** Available data **

== Segment start ==

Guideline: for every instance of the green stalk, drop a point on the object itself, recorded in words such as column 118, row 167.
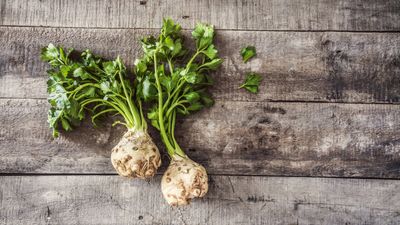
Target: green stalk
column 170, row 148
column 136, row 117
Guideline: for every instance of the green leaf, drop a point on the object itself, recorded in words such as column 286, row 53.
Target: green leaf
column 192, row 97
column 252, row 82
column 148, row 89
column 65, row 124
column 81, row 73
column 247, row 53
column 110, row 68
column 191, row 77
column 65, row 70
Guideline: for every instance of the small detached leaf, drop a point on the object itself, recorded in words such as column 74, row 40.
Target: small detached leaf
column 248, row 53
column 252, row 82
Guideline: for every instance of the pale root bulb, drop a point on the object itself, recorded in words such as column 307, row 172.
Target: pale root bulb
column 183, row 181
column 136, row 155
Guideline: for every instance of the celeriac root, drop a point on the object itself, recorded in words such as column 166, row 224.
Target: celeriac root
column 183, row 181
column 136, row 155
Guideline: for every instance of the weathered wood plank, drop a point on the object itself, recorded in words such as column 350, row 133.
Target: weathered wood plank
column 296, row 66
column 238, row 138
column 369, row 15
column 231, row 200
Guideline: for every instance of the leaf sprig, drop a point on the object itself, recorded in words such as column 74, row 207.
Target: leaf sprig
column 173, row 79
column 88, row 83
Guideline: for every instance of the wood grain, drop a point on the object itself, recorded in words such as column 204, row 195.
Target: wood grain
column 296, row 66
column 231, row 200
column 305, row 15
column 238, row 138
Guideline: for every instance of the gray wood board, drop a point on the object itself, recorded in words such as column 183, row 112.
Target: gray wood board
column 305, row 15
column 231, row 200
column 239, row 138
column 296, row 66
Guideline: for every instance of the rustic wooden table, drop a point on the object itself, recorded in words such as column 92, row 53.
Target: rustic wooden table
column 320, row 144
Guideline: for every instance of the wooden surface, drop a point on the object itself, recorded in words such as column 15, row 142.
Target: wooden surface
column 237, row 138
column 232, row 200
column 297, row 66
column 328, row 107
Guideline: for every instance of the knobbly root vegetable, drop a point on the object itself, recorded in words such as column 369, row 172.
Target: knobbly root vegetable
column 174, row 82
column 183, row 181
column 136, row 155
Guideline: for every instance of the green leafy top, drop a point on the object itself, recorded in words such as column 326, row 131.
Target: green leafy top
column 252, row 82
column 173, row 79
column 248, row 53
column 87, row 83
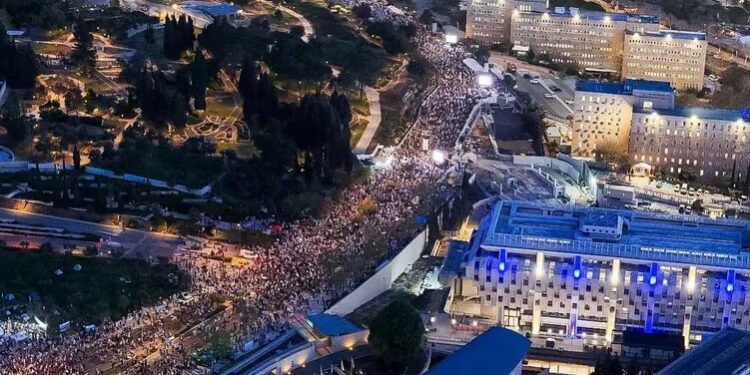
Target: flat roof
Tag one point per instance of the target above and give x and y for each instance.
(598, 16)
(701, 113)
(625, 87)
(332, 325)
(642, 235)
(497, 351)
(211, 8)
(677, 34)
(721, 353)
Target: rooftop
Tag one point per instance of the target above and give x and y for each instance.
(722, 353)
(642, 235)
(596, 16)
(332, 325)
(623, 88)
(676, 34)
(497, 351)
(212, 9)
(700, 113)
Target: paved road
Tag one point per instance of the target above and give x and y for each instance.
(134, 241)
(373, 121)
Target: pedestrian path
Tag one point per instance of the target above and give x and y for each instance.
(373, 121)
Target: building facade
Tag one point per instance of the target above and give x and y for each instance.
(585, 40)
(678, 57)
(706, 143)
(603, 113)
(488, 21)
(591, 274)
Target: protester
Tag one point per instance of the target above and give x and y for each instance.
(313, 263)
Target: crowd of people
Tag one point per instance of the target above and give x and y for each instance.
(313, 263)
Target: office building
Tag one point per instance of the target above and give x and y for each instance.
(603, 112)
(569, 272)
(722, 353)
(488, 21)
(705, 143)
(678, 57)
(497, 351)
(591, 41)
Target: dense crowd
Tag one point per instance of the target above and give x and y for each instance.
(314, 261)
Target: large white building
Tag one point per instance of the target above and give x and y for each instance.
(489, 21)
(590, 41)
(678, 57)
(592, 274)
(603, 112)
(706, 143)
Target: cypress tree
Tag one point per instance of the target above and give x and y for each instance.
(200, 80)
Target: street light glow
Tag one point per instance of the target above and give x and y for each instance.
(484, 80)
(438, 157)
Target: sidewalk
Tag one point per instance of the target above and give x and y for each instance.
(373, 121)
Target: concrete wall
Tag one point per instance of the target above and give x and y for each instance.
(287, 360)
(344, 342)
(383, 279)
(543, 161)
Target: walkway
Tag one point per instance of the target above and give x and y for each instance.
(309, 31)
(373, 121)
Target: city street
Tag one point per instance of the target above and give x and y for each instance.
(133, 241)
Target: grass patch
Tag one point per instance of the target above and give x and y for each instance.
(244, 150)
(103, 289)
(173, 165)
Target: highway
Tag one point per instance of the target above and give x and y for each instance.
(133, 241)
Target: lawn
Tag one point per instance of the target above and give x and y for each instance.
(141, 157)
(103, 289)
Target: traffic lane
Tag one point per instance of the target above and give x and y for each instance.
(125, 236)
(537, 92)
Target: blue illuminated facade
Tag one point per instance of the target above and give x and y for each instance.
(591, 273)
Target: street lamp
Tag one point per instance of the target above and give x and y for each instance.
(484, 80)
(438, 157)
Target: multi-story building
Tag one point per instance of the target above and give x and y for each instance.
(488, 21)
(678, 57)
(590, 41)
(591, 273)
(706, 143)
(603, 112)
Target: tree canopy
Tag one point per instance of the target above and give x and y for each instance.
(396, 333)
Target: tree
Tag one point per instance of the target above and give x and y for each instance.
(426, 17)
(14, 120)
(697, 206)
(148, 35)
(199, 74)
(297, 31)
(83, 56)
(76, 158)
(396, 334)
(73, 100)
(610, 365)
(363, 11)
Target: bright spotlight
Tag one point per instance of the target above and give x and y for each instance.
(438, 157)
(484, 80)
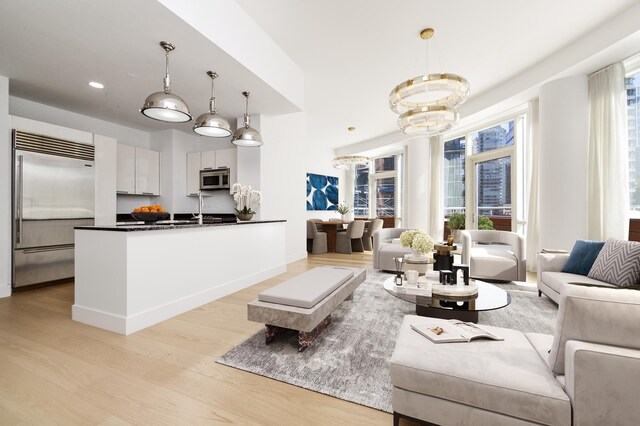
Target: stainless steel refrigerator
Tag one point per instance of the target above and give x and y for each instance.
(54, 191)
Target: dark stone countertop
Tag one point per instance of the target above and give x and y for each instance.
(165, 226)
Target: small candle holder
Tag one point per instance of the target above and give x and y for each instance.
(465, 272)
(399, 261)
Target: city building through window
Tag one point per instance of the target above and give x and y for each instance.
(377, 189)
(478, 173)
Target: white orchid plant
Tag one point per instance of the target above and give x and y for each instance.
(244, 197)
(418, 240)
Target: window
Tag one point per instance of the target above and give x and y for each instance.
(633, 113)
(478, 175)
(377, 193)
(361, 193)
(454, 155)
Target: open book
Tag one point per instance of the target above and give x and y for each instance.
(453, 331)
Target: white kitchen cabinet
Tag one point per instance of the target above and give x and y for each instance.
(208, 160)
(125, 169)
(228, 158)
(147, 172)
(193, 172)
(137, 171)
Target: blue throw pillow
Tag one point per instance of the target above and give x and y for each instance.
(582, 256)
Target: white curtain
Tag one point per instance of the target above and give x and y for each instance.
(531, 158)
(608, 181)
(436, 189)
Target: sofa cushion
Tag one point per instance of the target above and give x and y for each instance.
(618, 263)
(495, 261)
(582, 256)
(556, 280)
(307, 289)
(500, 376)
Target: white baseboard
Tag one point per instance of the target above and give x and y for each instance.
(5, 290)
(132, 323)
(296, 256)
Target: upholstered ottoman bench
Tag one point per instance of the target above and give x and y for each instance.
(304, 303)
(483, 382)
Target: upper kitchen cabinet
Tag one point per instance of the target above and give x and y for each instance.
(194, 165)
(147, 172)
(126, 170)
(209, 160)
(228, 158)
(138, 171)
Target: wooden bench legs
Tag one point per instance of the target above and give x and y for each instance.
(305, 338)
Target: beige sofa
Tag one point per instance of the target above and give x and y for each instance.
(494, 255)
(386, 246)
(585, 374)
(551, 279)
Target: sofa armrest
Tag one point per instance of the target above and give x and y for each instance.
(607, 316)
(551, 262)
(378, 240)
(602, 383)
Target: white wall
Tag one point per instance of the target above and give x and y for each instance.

== Segment end ==
== Segment start ==

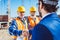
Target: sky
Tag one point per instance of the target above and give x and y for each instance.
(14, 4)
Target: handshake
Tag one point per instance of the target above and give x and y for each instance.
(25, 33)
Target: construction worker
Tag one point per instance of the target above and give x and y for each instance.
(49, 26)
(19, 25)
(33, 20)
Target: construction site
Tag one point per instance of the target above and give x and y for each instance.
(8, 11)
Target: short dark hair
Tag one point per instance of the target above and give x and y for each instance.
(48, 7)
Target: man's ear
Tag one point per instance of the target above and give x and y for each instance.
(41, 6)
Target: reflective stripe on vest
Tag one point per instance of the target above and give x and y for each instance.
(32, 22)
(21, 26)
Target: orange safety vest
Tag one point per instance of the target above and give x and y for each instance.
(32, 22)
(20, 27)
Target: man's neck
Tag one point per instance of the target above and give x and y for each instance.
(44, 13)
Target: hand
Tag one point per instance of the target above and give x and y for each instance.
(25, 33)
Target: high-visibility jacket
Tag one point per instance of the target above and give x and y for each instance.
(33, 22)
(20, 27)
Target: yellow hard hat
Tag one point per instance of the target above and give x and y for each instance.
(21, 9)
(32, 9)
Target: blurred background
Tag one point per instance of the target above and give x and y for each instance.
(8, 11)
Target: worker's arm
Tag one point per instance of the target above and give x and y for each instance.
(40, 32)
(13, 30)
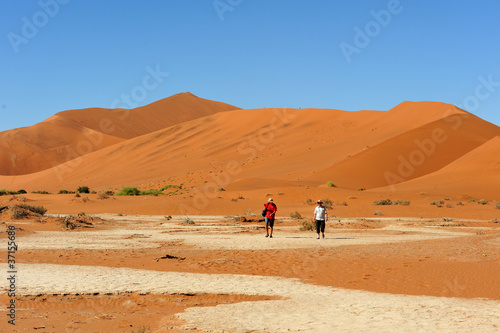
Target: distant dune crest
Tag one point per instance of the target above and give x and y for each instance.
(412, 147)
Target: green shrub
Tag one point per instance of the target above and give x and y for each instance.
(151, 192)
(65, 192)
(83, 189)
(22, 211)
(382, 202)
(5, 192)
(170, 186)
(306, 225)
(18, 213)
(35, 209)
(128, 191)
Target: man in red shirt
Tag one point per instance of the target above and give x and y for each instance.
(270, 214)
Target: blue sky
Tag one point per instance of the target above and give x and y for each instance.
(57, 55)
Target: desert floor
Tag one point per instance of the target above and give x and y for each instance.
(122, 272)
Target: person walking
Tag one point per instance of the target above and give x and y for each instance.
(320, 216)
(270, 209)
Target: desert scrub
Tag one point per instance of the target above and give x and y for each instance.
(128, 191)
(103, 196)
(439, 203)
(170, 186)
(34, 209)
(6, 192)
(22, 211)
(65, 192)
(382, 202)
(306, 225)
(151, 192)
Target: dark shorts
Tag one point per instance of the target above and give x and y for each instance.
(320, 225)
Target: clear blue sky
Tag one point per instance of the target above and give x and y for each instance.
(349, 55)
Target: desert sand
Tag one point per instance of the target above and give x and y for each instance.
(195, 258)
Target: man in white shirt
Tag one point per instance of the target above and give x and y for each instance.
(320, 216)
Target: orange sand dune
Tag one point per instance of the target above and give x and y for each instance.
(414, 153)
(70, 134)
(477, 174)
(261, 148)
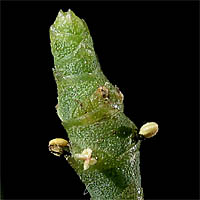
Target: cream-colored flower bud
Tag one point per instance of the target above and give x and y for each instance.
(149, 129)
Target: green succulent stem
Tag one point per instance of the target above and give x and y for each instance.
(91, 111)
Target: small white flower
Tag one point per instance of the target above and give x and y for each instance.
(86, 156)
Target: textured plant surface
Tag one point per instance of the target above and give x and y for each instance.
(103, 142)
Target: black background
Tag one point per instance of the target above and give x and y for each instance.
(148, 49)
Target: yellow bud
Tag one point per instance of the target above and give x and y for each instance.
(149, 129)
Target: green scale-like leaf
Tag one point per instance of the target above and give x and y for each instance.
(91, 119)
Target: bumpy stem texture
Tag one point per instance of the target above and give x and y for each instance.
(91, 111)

== Segment end ==

Among the records above, how many lines contain the word "building"? Answer with the number by itself.

** Result of the exercise **
5